Exercise task
Pull out every line of the items below that contains the string "sprinter".

Some records:
────────────────────────────────────────
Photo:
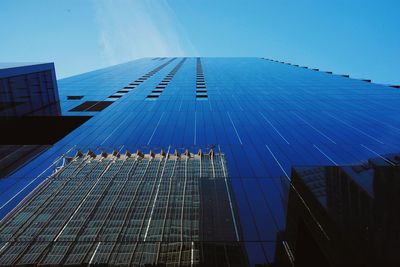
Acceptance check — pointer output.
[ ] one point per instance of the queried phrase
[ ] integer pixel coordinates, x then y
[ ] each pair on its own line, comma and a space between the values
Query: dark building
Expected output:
343, 215
30, 113
28, 89
164, 209
261, 117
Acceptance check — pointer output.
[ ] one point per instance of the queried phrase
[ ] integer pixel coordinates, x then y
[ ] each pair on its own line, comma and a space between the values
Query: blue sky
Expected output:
360, 38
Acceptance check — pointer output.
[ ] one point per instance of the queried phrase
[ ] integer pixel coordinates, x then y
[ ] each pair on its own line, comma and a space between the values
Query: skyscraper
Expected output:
255, 118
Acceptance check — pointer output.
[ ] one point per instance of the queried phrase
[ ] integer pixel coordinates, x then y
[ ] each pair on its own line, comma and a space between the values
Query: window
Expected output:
74, 97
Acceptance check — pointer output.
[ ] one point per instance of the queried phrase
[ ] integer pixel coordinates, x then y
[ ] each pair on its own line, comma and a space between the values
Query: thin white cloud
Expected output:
134, 29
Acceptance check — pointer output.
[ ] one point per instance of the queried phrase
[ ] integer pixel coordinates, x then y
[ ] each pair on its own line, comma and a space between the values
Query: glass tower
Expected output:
187, 161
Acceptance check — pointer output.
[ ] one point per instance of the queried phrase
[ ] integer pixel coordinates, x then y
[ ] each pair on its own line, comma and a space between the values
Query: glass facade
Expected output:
265, 117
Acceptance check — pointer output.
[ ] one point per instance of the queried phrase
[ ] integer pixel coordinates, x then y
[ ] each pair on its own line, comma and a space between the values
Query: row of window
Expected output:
92, 106
164, 83
201, 90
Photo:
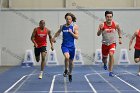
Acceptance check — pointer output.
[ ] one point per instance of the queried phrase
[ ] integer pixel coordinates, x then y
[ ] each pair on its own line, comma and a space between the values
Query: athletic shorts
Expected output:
37, 51
106, 49
70, 50
137, 53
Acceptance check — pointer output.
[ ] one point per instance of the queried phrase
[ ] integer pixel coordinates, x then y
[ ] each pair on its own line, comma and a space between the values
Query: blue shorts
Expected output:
70, 50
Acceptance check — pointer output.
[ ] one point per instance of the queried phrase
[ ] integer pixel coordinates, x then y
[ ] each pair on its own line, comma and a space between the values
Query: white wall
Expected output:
16, 28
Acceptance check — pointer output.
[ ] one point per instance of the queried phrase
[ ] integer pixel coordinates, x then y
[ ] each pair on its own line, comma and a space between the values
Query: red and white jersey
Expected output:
109, 33
137, 44
41, 36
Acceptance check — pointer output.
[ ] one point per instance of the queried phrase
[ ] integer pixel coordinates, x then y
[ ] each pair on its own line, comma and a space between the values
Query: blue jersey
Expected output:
68, 39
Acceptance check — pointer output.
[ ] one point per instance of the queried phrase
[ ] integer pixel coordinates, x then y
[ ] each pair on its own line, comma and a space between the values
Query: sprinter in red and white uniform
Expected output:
108, 30
137, 47
39, 39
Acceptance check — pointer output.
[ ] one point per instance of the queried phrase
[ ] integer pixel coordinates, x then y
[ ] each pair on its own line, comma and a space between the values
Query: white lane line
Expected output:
93, 89
15, 84
105, 80
24, 81
6, 91
127, 83
52, 84
108, 82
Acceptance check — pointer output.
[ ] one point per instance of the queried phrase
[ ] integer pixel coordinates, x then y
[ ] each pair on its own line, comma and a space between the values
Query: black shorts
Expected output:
37, 51
137, 53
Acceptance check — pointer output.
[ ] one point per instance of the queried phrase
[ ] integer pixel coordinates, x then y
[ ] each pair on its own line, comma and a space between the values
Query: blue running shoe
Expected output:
105, 67
111, 74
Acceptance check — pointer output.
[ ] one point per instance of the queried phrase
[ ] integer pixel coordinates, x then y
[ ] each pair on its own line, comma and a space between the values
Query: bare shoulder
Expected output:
76, 26
137, 31
35, 29
116, 24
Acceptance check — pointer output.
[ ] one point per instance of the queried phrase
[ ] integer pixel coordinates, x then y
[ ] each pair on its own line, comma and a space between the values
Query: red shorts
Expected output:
106, 49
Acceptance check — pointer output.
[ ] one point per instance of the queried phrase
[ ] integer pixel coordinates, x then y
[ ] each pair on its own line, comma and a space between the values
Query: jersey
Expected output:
40, 37
109, 33
137, 44
68, 39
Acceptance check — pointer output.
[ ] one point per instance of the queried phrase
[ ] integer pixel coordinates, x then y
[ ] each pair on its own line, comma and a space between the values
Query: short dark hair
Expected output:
108, 12
41, 21
72, 16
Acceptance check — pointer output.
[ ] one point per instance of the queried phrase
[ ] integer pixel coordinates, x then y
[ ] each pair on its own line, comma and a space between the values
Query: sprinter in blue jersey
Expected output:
70, 32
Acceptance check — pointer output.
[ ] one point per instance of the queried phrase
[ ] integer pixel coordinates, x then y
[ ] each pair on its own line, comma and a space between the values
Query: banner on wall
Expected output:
28, 59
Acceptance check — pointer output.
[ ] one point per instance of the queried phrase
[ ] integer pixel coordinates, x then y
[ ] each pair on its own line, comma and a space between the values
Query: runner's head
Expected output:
42, 24
70, 18
108, 16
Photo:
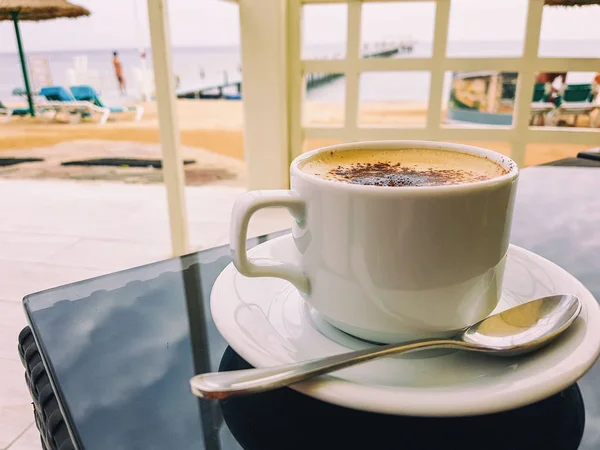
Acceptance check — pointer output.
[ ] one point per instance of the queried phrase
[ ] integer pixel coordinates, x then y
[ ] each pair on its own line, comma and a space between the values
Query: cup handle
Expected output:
246, 205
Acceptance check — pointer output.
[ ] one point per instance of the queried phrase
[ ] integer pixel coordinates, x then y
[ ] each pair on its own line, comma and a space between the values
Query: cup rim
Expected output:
504, 161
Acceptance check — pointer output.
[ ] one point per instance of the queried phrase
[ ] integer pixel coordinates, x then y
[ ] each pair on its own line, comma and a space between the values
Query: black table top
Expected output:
121, 348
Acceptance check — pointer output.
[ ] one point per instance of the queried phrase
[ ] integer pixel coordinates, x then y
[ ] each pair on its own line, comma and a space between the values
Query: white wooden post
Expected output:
169, 129
264, 68
525, 82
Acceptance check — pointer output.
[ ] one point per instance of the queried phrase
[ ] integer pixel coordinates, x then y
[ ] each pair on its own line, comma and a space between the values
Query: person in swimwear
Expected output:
119, 73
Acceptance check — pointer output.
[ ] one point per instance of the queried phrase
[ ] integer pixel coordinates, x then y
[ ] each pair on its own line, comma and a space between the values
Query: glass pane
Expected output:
490, 28
393, 98
324, 31
397, 29
482, 98
324, 99
570, 32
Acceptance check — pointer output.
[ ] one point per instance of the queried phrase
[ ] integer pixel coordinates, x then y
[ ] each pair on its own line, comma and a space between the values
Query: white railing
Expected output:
280, 34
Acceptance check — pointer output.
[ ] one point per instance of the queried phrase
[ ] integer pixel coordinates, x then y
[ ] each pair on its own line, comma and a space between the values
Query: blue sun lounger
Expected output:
9, 112
89, 94
58, 99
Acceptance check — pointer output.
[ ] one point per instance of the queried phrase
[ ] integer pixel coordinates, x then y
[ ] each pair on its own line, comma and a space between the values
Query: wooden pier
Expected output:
216, 89
314, 80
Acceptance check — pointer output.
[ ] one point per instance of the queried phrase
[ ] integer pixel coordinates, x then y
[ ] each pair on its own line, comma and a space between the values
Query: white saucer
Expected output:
267, 323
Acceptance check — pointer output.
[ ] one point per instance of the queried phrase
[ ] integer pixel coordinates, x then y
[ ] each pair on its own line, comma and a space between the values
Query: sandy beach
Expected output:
211, 133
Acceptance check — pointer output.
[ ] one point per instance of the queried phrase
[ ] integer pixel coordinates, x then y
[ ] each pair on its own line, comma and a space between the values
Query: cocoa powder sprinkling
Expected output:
396, 175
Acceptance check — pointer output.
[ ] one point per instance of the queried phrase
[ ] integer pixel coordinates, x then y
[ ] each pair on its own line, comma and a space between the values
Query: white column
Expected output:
264, 90
436, 89
169, 129
352, 73
526, 81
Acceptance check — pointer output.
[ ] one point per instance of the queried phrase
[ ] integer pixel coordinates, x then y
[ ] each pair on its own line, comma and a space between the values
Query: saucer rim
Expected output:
367, 397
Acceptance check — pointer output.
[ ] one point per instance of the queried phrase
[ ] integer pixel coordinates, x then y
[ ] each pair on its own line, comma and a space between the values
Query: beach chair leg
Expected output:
139, 112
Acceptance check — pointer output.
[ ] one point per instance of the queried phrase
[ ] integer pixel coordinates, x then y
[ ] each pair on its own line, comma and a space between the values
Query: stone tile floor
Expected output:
54, 232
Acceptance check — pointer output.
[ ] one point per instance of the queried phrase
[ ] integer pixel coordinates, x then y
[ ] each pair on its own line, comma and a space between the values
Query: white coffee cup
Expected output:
387, 264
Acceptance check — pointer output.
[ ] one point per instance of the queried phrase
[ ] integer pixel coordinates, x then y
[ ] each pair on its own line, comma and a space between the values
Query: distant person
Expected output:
119, 73
556, 80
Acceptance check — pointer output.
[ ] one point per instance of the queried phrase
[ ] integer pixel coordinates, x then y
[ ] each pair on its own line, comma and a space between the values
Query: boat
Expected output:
483, 97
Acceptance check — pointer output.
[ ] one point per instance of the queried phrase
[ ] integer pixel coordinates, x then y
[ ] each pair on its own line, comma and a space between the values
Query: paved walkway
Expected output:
57, 232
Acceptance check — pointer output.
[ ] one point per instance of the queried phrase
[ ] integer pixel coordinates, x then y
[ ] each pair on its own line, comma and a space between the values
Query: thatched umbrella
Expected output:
35, 10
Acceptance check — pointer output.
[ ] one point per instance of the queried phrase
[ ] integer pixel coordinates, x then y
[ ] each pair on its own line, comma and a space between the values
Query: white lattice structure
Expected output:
274, 83
273, 92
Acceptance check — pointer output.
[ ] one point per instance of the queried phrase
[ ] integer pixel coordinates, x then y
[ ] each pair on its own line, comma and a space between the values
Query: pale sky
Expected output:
122, 24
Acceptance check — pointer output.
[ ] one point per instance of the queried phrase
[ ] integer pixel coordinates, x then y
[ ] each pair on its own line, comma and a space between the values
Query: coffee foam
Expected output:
────────────────────────────────────────
Solved problem
Query: sprinter in red and white uniform
Query: sprinter in blue jersey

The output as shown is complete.